**Required work**
From the entries below, return exactly the lines beginning at the one that contains "[(1152, 94), (13, 648)]" and ending at the one that contains "the wing in", both of them included, and only those lines.

**Source information**
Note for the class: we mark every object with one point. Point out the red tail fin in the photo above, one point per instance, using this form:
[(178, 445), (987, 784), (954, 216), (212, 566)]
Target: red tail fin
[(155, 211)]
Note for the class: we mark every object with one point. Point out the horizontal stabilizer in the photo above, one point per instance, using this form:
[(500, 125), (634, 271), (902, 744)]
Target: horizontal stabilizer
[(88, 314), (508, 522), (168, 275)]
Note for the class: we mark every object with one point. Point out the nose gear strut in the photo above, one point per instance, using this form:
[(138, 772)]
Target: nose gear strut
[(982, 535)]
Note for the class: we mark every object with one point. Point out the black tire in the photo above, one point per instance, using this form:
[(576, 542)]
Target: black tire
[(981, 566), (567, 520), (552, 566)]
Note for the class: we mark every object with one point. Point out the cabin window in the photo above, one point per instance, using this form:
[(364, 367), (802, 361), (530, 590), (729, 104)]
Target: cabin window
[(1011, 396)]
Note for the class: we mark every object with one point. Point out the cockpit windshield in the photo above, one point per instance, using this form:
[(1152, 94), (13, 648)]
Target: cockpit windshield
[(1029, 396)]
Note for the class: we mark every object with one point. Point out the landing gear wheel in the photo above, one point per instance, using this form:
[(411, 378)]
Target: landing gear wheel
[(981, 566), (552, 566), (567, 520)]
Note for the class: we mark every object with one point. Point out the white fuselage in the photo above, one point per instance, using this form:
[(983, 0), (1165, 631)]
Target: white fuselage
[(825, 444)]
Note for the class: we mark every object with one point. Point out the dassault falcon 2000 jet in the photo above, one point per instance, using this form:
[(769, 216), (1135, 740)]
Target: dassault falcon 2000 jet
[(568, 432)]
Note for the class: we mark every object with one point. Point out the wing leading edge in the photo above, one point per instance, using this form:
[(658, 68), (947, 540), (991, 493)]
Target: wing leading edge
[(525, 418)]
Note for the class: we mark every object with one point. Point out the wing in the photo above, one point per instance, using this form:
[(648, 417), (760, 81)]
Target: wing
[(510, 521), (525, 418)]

**Completed exercise**
[(1152, 94), (13, 648)]
Target: cockpit windshield
[(1029, 396)]
Note for the class: we mark every object with one point. Point out the landing gear wheel in the photo above, one point per instance, using this form:
[(411, 378)]
Target: landing gear wheel
[(981, 566), (552, 566), (567, 520)]
Note for the class: we mark every object with one point. Point out the white fuselage in the photo above, one point per instance, using this form:
[(983, 0), (1165, 631)]
Target: white fuselage
[(825, 444)]
Note for the class: we mark every object with one point. Point out the dassault falcon 2000 jet in the photo above, one point per instance, using this form:
[(769, 216), (1135, 740)]
Target: dassault falcon 2000 jet
[(568, 432)]
Note for the class: we mark every object with one point. Point out the wing leading edge in the photo above, one point per instance, using this form:
[(658, 68), (947, 540), (991, 493)]
Target: wing leading edge
[(525, 418)]
Note for the class: we mark every object with one point. Point out the wing in the photo above, one point per instance, using this form:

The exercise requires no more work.